##### Data shown #####
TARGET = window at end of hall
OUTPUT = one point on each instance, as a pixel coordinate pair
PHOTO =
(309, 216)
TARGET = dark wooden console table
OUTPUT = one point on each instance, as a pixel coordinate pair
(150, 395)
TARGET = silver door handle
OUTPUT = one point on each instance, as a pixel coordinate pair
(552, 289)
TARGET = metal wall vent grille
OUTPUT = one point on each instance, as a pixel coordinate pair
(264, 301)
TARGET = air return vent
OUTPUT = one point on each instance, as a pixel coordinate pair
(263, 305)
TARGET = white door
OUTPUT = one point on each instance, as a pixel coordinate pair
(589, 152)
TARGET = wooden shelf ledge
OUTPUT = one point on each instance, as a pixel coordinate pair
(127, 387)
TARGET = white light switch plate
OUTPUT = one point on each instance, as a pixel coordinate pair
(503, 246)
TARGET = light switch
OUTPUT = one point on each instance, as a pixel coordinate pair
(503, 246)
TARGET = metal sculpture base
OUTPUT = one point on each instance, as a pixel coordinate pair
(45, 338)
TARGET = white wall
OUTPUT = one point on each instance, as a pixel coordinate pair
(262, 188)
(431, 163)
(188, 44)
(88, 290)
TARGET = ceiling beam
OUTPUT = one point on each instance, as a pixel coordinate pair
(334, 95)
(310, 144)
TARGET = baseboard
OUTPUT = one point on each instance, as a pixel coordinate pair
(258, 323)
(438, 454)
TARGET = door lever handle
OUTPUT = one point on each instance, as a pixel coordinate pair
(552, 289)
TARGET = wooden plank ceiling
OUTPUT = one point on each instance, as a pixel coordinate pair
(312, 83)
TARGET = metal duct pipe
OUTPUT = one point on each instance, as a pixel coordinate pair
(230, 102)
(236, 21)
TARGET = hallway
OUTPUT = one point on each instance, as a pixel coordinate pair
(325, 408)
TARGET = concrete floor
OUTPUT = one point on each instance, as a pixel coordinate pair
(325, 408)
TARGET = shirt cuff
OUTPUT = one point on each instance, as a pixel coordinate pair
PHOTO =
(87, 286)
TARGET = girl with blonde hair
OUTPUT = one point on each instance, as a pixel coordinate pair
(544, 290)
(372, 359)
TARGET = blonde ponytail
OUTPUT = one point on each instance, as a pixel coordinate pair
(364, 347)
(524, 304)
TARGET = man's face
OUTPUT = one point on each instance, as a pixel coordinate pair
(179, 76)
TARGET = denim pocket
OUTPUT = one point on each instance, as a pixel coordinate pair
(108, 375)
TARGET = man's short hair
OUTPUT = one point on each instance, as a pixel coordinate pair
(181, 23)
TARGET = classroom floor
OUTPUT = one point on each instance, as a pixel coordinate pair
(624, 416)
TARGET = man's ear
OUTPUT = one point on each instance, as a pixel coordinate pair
#####
**Requirements:** Write the material out exactly, with nothing left out.

**Result of the exercise:**
TARGET = window at end of hall
OUTPUT = one point on each instance, as a pixel coordinate pair
PHOTO =
(309, 216)
TARGET = dark wooden console table
OUTPUT = one point on each instance, as a pixel coordinate pair
(150, 395)
TARGET = silver door handle
OUTPUT = one point on each instance, as a pixel coordinate pair
(552, 289)
TARGET = metal wall vent grille
OUTPUT = one point on each instance, as a pixel coordinate pair
(264, 301)
TARGET = air return vent
OUTPUT = one point on each instance, as a pixel coordinate pair
(263, 305)
TARGET = white door
OUTPUT = one point on each instance, as a pixel coordinate pair
(589, 152)
TARGET = wooden shelf ledge
OUTPUT = one point on each instance, as a pixel coordinate pair
(127, 387)
TARGET = white light switch plate
OUTPUT = one point on each instance, as a pixel coordinate pair
(503, 246)
TARGET = light switch
OUTPUT = one point on each instance, as a pixel coordinate pair
(503, 246)
TARGET = metal sculpture base
OUTPUT = one point on each instance, as a pixel coordinate pair
(45, 338)
TARGET = white wall
OUTPUT = one point on each instance, as a pixel coordinate pair
(262, 188)
(431, 163)
(188, 44)
(88, 290)
TARGET = ceiling beam
OUTPUT = one point on each instance, as a pixel coordinate pair
(334, 95)
(310, 144)
TARGET = baseboard
OUTPUT = one point on each instance, as a pixel coordinate pair
(258, 323)
(438, 454)
TARGET = door lever handle
OUTPUT = one point on each instance, as a pixel coordinate pair
(552, 289)
TARGET = wooden plank ceiling
OUTPUT = one point on each instance, as a pixel coordinate pair
(312, 83)
TARGET = metal duct pipe
OUTPUT = one point on each instance, as a pixel coordinate pair
(230, 102)
(236, 21)
TARGET = hallway
OUTPUT = one point on each instance, as a pixel coordinate pair
(325, 408)
TARGET = concrete floor
OUTPUT = one point on each instance, as a pixel coordinate pair
(325, 408)
TARGET = shirt cuff
OUTPUT = one point on each instance, as a pixel coordinate pair
PHOTO =
(87, 286)
TARGET = girl with blonde hair
OUTPUT = one point on each instance, as a pixel coordinate pair
(544, 290)
(372, 359)
TARGET = blonde ponytail
OUTPUT = one point on each instance, as a pixel coordinate pair
(364, 347)
(524, 304)
TARGET = man's face
OUTPUT = one point on each instance, as a pixel coordinate pair
(179, 76)
TARGET = denim pocket
OUTPUT = one point on each instance, as a pixel coordinate pair
(108, 375)
TARGET = man's short hair
OUTPUT = one point on each instance, as a pixel coordinate pair
(181, 23)
TARGET = classroom floor
OUTPUT = one point on each instance, as a pixel coordinate pair
(624, 416)
TARGET = man's ear
OUTPUT = one point on each instance, as a pixel coordinate pair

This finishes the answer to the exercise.